● **Request 1**
Gather every line of the entries below that contains the word "driveway", and copy each such line in full. Only case-exact matches count.

● **Text**
......

Surprisingly, different from the cubic system, removing the formula altogether from the trigonal reconstruction model’s input actually performs slightly better (as measured by SSIM and PSNR) than randomly dropping one element from the composition information. For instance, the *No Formula* reconstruction for ErNi_{3} is more successful than the *Drop One* (Er) reconstruction in Fig. 5b. It is also interesting to note that even the *No Formula* version of the cubic model performs better than the *Baseline* (full information) version of the trigonal model: this indicates that (at least using our model design), the cubic system is easier to solve than the trigonal system.

## Discussion

This is a successful attempt at large-scale reconstruction of crystals in the cubic and trigonal systems. This is significant because it can pave the way for fully automated solutions to crystal structures from powder XRD data, potentially speeding up materials discovery and analysis by orders of magnitude. Furthermore, even if the structure initially predicted by our method is not correct, it can still be used as a first guess in the iterative refinement process, or we can even re-sample from the latent space to generate another candidate (since we use a variational approach).

Of particular interest is our CMED representation (described further in Methods). By mapping all structures onto a universal coordinate system, we are able to train the same model architecture on structures from different crystal systems and unit cell parameters. This is advantageous (especially in comparison to approaches that predict coordinates of discrete atoms), because this representation does not require a priori knowledge of properties that are required by other methods, such as the number of atoms or lattice vectors. However, because it re-maps structures onto another coordinate system, the CMED inherently distorts atoms, in size and shape.

All the experiments conducted were on simulated powder x-ray diffraction patterns. Furthermore, many of the materials in the Materials Project are theoretical materials that have never been synthesized^{46}. This still provides us valid data pairs to train and evaluate our model, since generating XRD from crystal structure is an analytically solved problem^{1}. However, this also means that much of the data is free from defects we would find in experimental data, e.g., peak broadening, missing peaks^{4,8}. Thus, while we have shown that deep learning methods, in principle, can work to solve the structure problem, there will still need to be future work to overcome this simulation-to-real gap.

Furthermore, we solved only the two most symmetrical crystal systems, out of seven total^{1}. Based on our preliminary explorations on the other five systems, we hope that this method, with appropriate tweaks, could be applicable to them. Indeed, due to our CMED representation, the data format should be exactly the same: empirical chemical formula and PXRD pattern as input, voxelized electron density grid as target. Yet, future exploration needs to be done to adapt our approach to these other systems, such as addressing the unequal lattice vector lengths and different symmetry operations.

......

● **Data supplied**
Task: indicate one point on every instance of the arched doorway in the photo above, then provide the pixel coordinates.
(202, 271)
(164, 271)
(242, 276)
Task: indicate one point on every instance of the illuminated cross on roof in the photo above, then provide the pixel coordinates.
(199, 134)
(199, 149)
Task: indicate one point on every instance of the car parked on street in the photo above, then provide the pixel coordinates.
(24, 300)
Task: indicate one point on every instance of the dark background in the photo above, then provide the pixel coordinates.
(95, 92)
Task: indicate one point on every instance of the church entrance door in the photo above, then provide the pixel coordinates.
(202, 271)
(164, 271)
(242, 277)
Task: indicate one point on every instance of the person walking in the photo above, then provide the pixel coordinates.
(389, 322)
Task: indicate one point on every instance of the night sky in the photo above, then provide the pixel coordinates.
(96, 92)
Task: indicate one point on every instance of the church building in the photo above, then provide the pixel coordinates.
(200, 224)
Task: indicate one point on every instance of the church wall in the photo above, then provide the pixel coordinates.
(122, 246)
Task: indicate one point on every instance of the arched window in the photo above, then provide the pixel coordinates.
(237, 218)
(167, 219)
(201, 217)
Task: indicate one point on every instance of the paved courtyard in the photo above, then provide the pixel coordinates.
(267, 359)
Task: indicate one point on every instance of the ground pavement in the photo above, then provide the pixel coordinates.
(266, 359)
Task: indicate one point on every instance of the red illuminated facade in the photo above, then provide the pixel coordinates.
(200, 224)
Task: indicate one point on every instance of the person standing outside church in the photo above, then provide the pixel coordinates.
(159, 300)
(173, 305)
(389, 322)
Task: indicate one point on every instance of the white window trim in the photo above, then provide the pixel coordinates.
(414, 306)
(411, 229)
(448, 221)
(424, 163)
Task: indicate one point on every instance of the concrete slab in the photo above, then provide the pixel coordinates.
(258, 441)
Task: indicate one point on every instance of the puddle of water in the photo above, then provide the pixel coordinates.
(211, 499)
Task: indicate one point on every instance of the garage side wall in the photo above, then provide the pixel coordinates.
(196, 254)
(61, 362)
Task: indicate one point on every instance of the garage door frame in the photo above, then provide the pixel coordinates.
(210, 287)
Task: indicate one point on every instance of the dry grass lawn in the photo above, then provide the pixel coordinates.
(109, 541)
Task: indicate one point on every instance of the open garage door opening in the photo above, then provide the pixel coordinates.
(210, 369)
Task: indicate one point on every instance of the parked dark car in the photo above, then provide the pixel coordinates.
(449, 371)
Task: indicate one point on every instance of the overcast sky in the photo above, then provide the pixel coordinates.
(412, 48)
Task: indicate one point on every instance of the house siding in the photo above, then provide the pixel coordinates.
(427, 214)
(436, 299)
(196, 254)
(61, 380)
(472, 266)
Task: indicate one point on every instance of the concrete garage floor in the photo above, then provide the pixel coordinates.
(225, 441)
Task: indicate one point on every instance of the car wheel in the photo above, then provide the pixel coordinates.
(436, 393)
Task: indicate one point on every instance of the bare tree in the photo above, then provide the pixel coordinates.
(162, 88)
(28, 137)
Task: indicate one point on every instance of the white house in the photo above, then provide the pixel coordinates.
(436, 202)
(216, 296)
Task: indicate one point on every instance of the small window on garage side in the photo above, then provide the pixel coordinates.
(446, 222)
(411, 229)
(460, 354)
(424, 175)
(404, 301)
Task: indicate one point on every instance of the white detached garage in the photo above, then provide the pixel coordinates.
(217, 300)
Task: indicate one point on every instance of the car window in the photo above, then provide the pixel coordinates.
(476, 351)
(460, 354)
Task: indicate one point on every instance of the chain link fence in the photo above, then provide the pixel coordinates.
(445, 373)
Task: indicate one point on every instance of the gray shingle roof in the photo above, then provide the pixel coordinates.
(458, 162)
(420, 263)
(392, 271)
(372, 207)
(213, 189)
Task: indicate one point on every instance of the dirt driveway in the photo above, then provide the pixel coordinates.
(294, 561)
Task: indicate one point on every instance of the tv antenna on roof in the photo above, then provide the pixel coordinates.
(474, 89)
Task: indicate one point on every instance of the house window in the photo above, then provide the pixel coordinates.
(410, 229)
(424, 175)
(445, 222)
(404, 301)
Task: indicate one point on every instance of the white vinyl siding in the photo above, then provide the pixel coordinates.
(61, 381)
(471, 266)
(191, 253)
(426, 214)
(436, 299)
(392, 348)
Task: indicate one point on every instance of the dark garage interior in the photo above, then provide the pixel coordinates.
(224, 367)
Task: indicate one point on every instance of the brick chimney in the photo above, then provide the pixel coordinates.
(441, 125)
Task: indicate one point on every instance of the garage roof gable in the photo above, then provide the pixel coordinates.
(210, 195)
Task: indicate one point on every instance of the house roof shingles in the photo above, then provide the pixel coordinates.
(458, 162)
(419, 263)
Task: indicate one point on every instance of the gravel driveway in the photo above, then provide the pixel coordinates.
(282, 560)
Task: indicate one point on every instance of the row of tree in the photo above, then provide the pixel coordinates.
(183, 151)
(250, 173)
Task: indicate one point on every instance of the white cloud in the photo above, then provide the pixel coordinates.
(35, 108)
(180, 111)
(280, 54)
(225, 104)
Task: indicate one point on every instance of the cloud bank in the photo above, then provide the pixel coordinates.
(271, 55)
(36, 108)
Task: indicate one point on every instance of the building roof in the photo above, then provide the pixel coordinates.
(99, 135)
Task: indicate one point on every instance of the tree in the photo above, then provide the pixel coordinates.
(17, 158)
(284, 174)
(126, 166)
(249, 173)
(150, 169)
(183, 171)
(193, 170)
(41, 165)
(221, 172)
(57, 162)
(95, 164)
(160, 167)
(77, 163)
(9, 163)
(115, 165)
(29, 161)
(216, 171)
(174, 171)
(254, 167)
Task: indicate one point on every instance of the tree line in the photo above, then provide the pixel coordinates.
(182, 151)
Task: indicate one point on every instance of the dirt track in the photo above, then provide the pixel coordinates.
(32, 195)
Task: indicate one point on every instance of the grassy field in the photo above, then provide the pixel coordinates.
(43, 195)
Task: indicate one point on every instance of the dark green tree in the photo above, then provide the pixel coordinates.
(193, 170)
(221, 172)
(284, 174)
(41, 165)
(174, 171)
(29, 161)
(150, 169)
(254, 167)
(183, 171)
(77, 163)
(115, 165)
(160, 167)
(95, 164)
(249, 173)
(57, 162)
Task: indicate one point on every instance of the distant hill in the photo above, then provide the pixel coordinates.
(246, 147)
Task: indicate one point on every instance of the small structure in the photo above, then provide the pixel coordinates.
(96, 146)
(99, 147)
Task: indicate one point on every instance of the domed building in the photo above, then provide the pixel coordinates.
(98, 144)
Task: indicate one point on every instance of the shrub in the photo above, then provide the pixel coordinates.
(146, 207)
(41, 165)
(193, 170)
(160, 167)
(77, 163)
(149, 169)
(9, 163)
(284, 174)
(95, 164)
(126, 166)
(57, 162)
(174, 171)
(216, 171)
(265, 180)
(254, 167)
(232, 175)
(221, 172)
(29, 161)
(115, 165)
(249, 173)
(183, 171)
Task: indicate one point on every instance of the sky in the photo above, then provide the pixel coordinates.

......

● **Request 2**
Return the passage from the crystal-reconstruction text above that begins at the words "All the experiments" and stops after "this simulation-to-real gap.", copied word for word.

● **Problem solution 1**
Task: indicate one point on every instance of the dirt driveway in the photo above, then provide the pixel coordinates.
Task: indicate one point on every instance of the gravel driveway in the photo above, then provide the pixel coordinates.

● **Problem solution 2**
All the experiments conducted were on simulated powder x-ray diffraction patterns. Furthermore, many of the materials in the Materials Project are theoretical materials that have never been synthesized^{46}. This still provides us valid data pairs to train and evaluate our model, since generating XRD from crystal structure is an analytically solved problem^{1}. However, this also means that much of the data is free from defects we would find in experimental data, e.g., peak broadening, missing peaks^{4,8}. Thus, while we have shown that deep learning methods, in principle, can work to solve the structure problem, there will still need to be future work to overcome this simulation-to-real gap.